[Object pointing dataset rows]
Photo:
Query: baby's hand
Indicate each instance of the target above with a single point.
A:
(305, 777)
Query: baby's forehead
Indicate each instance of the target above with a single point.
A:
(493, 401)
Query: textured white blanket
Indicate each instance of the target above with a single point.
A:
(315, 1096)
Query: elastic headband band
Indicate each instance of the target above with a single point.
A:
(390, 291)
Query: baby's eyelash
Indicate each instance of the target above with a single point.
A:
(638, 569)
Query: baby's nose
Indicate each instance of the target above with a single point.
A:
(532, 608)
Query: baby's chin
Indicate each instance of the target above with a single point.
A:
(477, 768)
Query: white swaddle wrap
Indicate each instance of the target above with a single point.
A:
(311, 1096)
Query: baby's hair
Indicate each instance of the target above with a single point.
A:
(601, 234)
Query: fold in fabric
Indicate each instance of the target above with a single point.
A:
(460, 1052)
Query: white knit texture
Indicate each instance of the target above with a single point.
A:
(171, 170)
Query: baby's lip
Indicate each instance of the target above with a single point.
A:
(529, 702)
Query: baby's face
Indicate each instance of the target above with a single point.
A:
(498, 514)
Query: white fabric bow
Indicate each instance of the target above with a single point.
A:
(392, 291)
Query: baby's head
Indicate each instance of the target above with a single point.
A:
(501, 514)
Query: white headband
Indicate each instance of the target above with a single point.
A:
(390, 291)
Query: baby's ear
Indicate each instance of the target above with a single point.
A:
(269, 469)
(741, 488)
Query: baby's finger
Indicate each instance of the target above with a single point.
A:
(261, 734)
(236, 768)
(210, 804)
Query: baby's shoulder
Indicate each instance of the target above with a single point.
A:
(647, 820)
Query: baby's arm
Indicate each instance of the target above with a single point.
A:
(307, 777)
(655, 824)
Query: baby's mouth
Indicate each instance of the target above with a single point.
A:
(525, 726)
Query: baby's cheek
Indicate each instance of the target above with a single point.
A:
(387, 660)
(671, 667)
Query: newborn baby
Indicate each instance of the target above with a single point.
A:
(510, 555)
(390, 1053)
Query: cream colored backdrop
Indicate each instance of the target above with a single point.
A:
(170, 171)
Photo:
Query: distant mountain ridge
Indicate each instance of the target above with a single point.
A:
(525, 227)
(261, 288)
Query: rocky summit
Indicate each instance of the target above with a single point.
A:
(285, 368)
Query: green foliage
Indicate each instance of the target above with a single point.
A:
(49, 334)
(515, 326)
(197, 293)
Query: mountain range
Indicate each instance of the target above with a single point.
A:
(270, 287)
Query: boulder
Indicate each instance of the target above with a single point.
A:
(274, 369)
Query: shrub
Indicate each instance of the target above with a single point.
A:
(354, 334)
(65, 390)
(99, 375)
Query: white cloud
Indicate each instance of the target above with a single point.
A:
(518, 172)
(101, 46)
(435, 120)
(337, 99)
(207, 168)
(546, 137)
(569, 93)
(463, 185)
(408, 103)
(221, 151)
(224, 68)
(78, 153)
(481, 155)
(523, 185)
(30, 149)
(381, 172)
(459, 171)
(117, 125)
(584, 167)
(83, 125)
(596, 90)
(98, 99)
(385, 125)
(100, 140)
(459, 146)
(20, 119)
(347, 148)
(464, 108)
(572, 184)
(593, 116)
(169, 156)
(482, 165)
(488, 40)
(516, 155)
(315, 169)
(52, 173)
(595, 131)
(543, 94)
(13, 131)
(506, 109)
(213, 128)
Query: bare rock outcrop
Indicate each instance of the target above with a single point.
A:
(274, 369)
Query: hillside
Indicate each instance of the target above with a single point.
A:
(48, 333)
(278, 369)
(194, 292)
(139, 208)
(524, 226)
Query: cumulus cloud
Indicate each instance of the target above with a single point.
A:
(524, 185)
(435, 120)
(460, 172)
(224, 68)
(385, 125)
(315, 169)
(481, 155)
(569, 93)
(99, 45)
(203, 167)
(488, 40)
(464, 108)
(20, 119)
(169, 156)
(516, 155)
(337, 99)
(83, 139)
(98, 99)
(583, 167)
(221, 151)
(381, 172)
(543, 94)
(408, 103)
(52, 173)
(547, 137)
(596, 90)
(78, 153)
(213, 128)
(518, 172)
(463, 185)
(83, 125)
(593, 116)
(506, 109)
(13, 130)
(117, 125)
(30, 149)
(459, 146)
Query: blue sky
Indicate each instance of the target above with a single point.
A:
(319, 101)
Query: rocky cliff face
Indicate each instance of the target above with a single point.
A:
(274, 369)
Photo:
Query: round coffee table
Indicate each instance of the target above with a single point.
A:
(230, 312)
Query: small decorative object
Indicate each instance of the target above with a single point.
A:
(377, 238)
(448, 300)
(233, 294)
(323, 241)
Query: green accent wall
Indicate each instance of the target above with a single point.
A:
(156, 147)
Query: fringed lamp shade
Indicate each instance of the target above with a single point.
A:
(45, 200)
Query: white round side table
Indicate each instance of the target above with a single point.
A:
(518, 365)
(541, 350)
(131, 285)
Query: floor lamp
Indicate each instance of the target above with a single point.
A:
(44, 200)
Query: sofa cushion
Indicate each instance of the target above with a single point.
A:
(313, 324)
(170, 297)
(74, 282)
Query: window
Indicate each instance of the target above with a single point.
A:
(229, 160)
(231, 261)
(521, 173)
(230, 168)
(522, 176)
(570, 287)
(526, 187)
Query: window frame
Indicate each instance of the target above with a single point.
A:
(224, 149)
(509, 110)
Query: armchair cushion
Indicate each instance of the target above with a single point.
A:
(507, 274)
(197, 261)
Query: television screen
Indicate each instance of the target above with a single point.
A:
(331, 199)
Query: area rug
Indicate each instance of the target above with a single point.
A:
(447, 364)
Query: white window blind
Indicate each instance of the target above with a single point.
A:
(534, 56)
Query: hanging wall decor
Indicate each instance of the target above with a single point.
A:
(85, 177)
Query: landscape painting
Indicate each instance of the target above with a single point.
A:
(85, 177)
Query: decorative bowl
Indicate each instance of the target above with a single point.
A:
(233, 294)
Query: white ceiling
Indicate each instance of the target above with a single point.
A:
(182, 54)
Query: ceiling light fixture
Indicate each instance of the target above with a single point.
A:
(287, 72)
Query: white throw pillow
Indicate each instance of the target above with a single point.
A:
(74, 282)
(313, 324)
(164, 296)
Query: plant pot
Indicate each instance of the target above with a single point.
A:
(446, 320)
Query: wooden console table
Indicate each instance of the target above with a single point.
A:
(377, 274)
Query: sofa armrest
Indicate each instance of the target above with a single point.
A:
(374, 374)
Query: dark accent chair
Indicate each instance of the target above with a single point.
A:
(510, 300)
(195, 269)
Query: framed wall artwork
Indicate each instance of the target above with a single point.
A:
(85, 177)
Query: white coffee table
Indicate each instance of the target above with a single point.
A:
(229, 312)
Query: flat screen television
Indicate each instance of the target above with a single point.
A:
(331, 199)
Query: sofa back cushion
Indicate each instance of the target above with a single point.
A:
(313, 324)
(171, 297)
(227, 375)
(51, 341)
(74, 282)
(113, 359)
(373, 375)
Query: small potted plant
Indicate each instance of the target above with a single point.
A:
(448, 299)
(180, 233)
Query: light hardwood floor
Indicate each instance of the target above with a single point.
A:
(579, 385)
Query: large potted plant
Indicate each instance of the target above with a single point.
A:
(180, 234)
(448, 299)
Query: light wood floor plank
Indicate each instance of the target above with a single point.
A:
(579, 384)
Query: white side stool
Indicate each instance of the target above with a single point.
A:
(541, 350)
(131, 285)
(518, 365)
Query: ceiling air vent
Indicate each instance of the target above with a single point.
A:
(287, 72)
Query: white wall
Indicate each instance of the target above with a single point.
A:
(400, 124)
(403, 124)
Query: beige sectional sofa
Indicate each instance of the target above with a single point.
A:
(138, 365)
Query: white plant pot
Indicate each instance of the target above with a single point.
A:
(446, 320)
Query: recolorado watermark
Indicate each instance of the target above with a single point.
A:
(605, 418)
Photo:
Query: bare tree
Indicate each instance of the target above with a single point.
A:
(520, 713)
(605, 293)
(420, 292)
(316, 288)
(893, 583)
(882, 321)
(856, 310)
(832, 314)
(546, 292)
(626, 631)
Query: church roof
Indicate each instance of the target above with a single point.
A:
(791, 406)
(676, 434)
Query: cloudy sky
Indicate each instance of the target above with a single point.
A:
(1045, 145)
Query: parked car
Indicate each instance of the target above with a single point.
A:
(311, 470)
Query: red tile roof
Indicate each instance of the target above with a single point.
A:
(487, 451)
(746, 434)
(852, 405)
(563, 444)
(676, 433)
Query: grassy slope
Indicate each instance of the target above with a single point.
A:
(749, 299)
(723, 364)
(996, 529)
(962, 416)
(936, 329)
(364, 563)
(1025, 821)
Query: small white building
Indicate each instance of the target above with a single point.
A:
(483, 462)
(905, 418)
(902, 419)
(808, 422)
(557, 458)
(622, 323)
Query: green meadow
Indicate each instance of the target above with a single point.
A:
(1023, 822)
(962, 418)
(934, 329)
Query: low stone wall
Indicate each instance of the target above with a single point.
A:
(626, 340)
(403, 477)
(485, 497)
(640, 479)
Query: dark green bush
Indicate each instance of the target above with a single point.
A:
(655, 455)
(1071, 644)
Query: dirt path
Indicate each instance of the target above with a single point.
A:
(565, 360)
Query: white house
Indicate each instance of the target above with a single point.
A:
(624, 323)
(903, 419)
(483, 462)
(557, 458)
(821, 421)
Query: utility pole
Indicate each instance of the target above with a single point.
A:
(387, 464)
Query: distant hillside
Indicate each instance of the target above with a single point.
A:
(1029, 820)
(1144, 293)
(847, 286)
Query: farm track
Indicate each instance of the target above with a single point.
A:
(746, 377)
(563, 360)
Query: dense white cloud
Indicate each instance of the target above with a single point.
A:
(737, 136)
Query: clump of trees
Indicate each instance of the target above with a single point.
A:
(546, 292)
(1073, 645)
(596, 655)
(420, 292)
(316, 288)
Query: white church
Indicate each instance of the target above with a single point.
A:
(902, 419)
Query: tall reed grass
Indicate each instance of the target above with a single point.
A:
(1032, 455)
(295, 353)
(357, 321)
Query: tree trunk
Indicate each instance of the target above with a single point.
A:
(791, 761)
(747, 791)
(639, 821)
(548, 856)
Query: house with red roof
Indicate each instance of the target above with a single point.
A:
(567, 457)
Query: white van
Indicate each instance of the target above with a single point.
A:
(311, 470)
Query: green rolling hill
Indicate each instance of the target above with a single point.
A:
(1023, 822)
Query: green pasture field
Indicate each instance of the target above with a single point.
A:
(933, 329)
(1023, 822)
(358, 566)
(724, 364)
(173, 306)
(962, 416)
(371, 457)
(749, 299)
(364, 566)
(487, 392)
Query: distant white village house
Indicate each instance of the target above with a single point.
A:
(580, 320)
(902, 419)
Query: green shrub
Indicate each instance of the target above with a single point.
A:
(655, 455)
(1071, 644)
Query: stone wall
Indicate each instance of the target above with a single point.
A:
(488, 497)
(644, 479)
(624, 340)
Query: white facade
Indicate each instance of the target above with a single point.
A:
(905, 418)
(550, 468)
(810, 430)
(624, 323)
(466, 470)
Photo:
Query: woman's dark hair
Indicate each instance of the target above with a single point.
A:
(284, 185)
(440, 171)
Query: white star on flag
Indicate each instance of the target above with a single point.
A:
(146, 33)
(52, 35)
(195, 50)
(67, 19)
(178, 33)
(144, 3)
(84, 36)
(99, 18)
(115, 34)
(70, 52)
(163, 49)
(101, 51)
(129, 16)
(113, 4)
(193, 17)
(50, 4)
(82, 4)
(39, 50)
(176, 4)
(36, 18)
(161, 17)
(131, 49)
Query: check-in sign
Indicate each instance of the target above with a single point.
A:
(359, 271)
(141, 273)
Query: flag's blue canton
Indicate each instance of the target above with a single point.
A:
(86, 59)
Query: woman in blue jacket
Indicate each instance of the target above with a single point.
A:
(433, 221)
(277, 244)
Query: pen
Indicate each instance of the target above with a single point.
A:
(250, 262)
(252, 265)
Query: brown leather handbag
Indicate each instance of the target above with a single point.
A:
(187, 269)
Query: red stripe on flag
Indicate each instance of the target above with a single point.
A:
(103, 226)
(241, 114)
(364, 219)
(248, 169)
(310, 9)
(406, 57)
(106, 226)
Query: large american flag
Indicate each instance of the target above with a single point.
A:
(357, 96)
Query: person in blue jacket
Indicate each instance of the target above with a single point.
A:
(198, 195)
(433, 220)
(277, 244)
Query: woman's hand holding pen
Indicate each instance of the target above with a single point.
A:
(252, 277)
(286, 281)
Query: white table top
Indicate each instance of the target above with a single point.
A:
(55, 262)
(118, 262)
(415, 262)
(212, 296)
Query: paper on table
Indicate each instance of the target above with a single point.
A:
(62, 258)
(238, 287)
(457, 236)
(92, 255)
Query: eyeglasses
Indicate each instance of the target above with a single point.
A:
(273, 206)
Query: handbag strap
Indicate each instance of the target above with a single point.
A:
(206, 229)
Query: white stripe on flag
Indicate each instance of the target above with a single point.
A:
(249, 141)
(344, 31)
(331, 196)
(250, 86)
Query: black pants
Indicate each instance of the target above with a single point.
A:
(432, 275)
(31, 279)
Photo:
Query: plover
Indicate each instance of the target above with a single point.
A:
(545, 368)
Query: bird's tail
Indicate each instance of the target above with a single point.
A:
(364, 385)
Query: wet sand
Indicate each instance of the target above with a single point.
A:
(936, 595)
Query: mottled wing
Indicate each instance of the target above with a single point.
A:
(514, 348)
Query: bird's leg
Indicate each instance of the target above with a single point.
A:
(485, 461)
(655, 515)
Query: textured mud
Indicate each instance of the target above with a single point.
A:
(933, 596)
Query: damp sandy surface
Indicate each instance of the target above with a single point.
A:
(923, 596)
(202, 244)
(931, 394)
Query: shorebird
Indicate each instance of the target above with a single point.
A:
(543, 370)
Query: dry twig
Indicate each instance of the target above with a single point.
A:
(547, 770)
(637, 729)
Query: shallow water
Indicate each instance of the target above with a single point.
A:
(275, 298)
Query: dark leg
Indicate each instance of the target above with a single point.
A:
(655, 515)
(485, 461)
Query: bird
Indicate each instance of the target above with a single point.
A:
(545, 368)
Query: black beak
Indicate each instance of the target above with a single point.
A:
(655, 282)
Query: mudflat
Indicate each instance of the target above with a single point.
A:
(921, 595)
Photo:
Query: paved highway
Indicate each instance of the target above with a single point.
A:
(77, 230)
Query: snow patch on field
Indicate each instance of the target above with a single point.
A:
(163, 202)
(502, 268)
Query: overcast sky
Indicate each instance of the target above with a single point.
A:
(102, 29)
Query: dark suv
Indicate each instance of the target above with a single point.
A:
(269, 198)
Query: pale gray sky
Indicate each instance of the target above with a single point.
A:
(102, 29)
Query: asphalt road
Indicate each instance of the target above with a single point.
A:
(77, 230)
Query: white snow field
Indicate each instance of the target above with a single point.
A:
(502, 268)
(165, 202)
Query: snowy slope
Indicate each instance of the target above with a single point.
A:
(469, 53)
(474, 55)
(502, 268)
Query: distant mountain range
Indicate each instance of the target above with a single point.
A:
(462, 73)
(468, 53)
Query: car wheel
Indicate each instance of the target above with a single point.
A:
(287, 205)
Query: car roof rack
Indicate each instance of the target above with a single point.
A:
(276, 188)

*DO THIS*: Start at the line containing "Query: car roof rack" and continue through the end of the entries, reproducing those lines with "roof rack" swapped for "cargo box" and nothing else changed.

*ANSWER TO THIS EXERCISE*:
Query: car cargo box
Indicate each instance of the target above with a single point.
A:
(276, 188)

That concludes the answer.